Referring expression pointing data:
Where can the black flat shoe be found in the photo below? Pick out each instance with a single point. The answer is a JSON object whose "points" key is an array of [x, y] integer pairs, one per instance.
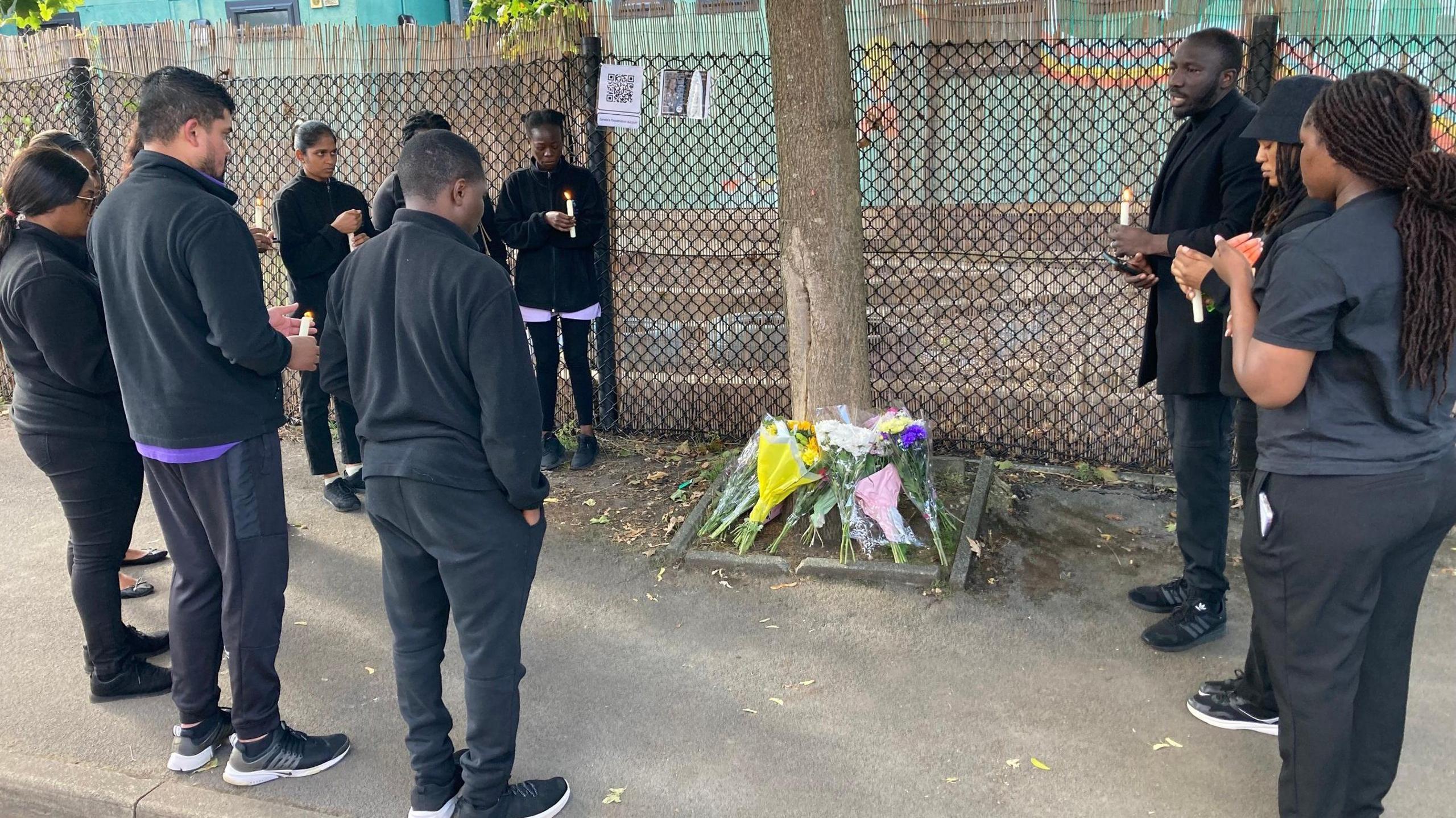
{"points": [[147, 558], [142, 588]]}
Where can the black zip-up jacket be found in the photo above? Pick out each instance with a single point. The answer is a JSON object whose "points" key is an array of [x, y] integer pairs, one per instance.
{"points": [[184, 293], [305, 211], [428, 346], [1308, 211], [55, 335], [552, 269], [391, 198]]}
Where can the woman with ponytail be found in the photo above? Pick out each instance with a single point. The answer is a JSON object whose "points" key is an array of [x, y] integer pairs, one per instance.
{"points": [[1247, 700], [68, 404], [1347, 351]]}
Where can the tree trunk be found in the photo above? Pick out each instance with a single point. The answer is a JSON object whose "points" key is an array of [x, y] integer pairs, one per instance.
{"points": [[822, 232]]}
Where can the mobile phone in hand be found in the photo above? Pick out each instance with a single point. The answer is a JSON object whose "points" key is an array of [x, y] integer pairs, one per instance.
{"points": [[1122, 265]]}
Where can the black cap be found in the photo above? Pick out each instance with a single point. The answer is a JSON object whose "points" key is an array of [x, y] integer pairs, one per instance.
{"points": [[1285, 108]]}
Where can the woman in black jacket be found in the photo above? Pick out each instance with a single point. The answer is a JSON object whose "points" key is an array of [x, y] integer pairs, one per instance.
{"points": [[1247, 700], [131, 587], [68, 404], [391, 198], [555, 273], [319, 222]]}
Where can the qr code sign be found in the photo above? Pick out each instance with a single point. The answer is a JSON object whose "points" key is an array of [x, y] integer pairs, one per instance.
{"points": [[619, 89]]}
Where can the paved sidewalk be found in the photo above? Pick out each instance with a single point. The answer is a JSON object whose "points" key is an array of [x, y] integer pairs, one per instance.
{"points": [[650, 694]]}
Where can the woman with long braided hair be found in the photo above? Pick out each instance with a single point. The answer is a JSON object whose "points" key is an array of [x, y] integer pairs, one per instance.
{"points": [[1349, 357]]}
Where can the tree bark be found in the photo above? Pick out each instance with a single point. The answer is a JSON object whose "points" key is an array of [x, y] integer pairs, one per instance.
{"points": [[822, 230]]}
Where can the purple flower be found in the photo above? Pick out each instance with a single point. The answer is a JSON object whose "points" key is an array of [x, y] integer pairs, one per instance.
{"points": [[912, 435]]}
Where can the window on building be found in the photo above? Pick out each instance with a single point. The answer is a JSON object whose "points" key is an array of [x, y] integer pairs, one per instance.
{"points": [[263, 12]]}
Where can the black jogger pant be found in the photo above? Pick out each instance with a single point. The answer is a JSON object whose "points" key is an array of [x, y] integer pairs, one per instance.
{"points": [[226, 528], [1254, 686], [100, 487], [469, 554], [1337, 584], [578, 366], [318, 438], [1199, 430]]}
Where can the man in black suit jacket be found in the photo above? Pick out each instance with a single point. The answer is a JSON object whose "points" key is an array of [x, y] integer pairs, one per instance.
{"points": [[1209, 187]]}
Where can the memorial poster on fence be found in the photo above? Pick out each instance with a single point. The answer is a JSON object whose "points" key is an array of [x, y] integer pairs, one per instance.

▸ **Problem requirements**
Nothing but the lines from the one containing "Where can the tree bark" through the final line of the data above is to be reproduced, each exactly as written.

▸ **Response to this exercise**
Where can the tree bark be found in the photo above? Pick out each instance with a single point. The answer is a JSON object whose "points" key is an array of [x, y] integer pairs, one per instance.
{"points": [[822, 230]]}
Where can the purple flower be found in the photo above? Pick out each instance with a single point. The answer is a JSON object whose "points" key is an array of [x, y] integer pairs, one per instance.
{"points": [[912, 435]]}
Where can the window on building be found in the photo above? Pick out each instance with a single point. The answer is a JSON object whose "points" key is an array of [x, y] integer pairs, one per instance.
{"points": [[263, 12]]}
Where can the black jogger pant be found in the photo above? Pick out each instance with a single point. The answer is a JSON object whose "points" key is an array of [x, y] integer pairs, one per instance.
{"points": [[226, 528], [1254, 686], [100, 487], [469, 554], [1337, 584], [578, 366], [318, 438], [1199, 430]]}
Where can the man in black suit jacket be found in the photo above? Pick out each instance with a single point. The answer is a JSON object whose "points" key is an array of [x, y] integer pairs, one per instance.
{"points": [[1209, 187]]}
Where can the memorial poster on fence be found in the photo above? Pick out each instance with a single point. The answer is a JSON object whose "points" key is an array of [x, y] integer pairs, one per instance.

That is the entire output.